## THE PROBLEM
Please render the rows below as a Markdown table with two columns: Index for the row number and Line for the text of that row, omitting blank lines. Leave the pictures out of your answer.

## DATASET
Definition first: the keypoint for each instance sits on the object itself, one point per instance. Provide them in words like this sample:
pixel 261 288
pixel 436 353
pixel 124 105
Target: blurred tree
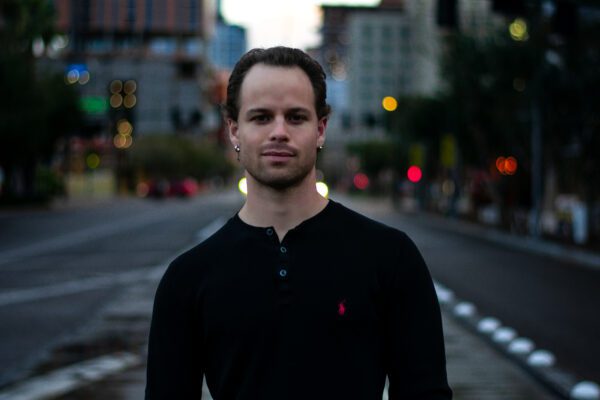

## TASK OUTPUT
| Index | Line |
|---|---|
| 1 | Definition first: the keypoint for each instance sits on the object itself, one point per instance. Provide them in words like this sample: |
| 2 | pixel 261 288 |
| 3 | pixel 436 353 |
| 4 | pixel 124 105 |
| 5 | Target: blurred tree |